# North Midland Meet; 22nd November



## A3DFU (May 7, 2002)

Do we have a meet before this year is over? There is a mega nice Indian Restaurant in Bollington 
http://www.viceroyindian.com/homepage2.htm

Or, alternatively, the postcode for sat navs: SK10 5RF; 22 Ingersley Road

What do you think, people? Who is up for this  [smiley=chef.gif] [smiley=cheers.gif]

*Definites for the 22nd November are:*
Dani x1
John x1
Gill x1
Eric & Gilli
Jonathan & Emma
Nick&Julie x2
Roger&Julia x2
Jane & Richard
Sean
Les
Matt
Richard&Kate

*The table is now booked for 8 pm *  [smiley=chef.gif] [smiley=cheers.gif]
If you want to be part of this lovely evening, please let me know now [smiley=weneedyou.gif]


----------



## mosschops (Dec 31, 2002)

Hi Dani,

Long time, no speak - how are you ?

At the moment I'm pretty easy on all the dates - this is my first Christmas Party request so well done for thinking ahead !!

Jonathan


----------



## A3DFU (May 7, 2002)

mosschops said:


> Hi Dani,
> 
> Long time, no speak - how are you ?
> 
> ...


Hi Jonathan,

I'm just back from a week in frost/ice in the Alps and [smiley=sunny.gif] and +20C in Berlin: nice contrast 

And I guess I still owe you an absoluTTe with a picture of a certain topless speedster on the ridge road :wink:

So lets see if we can arouse some interest in a x-mas curry :roll:


----------



## John-H (Jul 13, 2005)

Hi Dani,

I can make the 23th November for sure, can't do 13th December but possibly can do 20th December but unsure about that one.

John


----------



## A3DFU (May 7, 2002)

Well, that makes 3 curry fans so far  
Lets see if there are some more out there 8)

Oops, we are already 4. I forgot Eric :roll:


----------



## TT Law (Sep 6, 2003)

Hi Dani,

13th December looks ok for us and we may be ok for 20th December.

Looking forward to it already.

See you soon.

Steve, Caz and Nat


----------



## A3DFU (May 7, 2002)

TT Law said:


> Hi Dani,
> 
> 13th December looks ok for us and we may be ok for 20th December.
> 
> ...


Hi Steve,

how about 23rd November then?


----------



## Nem (Feb 14, 2005)

Me and Julie are free on the 23rd.

Nick


----------



## TT-Minxx (Sep 9, 2006)

Hi Dani,

I can come on the 23rd November. Be a nice change from all the turkey etc.......

Be nice to see you again. 

Gill


----------



## A3DFU (May 7, 2002)

Written problem 1: Copy the part of the meet thread from "Well, that makes" to "(Sep 6, 2003)".
Written problem 2: Rewrite the listing with "wheel rim" changed to "tire", keeping everything else the same, and leave the pictures out of your answer.
The thread and the listing after it have separate origins.

Provided material:
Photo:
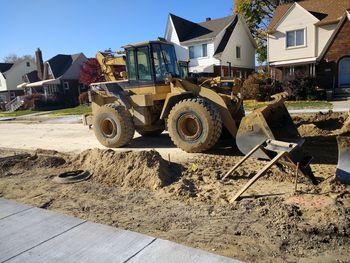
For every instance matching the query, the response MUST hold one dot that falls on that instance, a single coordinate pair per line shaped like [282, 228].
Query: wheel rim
[189, 127]
[108, 128]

Written answer 1:
Well, that makes 3 curry fans so far  
Lets see if there are some more out there 8)

Oops, we are already 4. I forgot Eric :roll:


----------



## TT Law (Sep 6, 2003)

Written answer 2:
Photo:
For every instance matching the query, the response MUST hold one dot that falls on that instance, a single coordinate pair per line shaped like [282, 228].
Query: tire
[189, 127]
[108, 128]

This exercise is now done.